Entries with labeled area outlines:

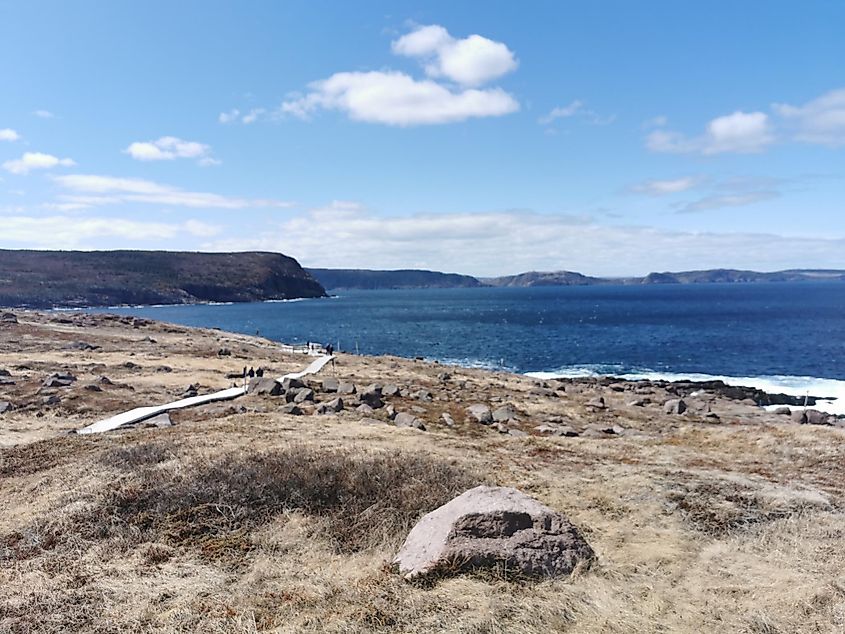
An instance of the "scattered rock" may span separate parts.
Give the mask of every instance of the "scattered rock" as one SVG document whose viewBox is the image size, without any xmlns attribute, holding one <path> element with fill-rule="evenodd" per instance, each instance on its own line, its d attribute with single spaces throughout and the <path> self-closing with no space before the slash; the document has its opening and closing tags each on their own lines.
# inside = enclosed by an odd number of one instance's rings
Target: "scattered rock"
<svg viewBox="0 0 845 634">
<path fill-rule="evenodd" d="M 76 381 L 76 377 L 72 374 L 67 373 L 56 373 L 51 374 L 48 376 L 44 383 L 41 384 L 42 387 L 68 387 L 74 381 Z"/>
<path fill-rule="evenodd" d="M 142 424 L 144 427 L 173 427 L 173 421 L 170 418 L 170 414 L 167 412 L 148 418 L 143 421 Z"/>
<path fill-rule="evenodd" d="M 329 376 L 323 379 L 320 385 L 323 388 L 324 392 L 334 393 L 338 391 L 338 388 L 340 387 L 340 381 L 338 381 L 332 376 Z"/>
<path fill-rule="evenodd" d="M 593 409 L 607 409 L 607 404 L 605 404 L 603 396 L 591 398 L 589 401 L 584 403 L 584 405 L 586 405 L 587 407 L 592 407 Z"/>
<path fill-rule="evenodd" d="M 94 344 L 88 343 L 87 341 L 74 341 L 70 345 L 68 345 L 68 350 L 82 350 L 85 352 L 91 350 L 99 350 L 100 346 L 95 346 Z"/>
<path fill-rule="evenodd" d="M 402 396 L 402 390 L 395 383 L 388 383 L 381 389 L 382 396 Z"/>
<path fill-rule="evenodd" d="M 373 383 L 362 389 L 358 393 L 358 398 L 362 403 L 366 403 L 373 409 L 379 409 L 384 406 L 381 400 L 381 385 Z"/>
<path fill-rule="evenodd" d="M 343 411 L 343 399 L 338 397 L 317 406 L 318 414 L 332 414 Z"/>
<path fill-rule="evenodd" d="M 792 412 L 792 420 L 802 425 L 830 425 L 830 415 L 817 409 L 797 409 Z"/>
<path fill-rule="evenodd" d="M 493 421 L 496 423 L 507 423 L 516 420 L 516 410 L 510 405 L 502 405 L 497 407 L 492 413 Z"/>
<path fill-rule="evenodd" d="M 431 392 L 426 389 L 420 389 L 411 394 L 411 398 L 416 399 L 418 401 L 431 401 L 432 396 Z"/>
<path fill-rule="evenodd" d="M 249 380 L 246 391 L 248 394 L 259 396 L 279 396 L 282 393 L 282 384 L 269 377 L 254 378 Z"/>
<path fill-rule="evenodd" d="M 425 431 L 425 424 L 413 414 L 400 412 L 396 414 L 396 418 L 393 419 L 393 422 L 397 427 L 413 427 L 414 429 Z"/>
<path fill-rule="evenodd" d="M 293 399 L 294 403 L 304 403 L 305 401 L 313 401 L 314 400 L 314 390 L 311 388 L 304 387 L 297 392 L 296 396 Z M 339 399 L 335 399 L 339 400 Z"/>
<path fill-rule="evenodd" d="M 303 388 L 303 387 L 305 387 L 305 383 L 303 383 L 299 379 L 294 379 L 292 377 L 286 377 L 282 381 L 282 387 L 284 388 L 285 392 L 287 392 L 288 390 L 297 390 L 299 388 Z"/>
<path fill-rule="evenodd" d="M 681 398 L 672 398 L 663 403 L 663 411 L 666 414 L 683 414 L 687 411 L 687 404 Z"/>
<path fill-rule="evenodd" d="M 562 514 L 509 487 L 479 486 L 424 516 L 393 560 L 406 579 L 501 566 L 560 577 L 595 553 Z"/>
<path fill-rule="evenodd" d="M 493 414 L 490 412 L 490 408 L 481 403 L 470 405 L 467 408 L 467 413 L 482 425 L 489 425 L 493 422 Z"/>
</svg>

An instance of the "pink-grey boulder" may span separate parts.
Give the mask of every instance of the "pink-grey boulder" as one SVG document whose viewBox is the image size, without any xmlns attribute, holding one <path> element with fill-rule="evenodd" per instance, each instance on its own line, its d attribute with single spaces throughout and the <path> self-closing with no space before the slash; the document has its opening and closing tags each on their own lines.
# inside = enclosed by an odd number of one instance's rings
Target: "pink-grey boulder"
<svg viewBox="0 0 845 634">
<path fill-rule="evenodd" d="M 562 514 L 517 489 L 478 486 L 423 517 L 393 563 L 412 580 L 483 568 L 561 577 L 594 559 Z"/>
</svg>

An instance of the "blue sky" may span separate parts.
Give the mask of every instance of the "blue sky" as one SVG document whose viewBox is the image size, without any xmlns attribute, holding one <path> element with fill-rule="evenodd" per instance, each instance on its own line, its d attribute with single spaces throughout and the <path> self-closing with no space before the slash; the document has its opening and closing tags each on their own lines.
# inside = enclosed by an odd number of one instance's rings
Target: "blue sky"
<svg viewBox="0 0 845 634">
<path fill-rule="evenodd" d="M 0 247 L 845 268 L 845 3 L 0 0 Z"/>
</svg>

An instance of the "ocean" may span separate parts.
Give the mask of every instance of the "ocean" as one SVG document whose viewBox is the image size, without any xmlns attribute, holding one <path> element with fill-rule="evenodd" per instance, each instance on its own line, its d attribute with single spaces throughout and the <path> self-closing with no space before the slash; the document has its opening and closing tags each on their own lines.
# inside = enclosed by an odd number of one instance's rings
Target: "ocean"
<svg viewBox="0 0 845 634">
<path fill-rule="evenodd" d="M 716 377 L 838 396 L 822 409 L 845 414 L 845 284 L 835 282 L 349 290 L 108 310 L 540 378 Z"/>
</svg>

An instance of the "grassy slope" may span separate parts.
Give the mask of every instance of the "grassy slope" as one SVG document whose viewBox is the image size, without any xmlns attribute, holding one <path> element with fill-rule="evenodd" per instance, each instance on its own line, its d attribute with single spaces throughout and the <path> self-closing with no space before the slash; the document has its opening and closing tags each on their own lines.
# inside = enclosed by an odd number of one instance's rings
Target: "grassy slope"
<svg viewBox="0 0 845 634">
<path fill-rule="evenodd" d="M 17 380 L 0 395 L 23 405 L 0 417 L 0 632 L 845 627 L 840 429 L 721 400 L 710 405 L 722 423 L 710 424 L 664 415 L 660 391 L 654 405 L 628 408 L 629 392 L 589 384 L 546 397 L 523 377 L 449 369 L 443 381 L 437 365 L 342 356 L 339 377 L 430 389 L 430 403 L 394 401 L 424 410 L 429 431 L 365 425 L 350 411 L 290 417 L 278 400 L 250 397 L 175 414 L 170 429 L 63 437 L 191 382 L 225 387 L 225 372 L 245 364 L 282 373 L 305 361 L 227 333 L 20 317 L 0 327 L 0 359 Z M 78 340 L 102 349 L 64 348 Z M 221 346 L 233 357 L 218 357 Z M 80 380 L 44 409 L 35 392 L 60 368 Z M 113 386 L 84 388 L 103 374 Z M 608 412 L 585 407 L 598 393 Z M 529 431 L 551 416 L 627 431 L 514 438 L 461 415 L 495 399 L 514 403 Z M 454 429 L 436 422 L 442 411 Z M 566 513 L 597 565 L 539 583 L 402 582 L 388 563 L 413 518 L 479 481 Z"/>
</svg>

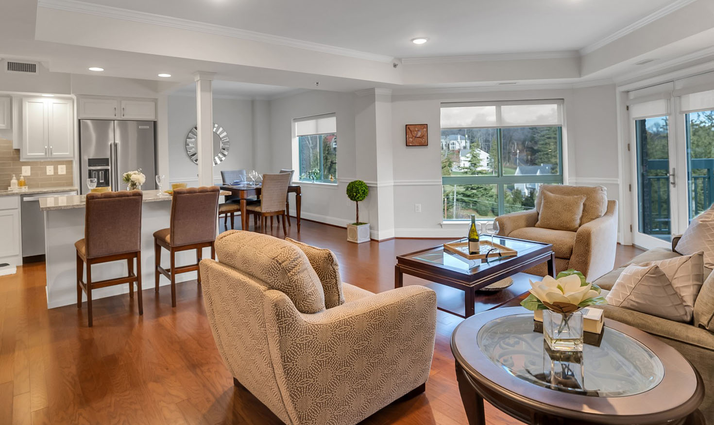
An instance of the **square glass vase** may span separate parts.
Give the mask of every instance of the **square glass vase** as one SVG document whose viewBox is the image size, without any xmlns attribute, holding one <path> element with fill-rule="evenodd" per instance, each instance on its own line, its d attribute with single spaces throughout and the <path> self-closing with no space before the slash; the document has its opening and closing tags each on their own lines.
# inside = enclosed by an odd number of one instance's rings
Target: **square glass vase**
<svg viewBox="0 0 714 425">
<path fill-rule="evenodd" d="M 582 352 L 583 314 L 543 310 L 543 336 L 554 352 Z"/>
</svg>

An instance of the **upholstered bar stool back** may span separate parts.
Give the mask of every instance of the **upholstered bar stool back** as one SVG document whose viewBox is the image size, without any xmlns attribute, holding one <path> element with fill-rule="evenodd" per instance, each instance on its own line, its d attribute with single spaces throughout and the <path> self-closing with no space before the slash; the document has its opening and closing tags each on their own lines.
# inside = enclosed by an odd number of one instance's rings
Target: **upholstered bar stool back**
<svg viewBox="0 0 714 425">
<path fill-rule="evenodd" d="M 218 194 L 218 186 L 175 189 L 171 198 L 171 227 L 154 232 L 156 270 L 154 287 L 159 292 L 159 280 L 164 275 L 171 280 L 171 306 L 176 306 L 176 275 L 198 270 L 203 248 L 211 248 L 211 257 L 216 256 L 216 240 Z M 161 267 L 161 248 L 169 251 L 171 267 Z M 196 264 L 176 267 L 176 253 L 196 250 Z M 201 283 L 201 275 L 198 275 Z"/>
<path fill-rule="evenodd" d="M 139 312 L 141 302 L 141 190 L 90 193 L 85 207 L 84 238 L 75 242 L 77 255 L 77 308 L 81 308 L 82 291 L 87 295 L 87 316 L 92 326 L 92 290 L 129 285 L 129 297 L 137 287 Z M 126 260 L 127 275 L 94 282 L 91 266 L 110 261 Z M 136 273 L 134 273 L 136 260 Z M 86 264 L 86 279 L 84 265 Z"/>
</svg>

Problem to solve: Could you write out, word for word, the entries from their very start through the line that contains "142 424 L 144", with both ends included, while leaving out the pictures?

Final result:
An instance of the "scattered rock" may span separate parts.
Give the mask of every instance of the "scattered rock" as one SVG document whose viewBox is the image size, without any xmlns attribute, holding one <path> element with fill-rule="evenodd" per instance, each instance on its own line, its d attribute with single spaces throughout and the <path> self-closing with no space before the slash; the document has its opening and closing tags each on their own lines.
# inside = enclosed by an odd number of one instance's rings
Target: "scattered rock"
<svg viewBox="0 0 845 634">
<path fill-rule="evenodd" d="M 76 381 L 76 377 L 72 374 L 67 373 L 56 373 L 51 374 L 48 376 L 44 383 L 41 384 L 42 387 L 68 387 L 74 381 Z"/>
<path fill-rule="evenodd" d="M 142 424 L 144 427 L 173 427 L 173 421 L 170 418 L 170 414 L 167 412 L 148 418 L 143 421 Z"/>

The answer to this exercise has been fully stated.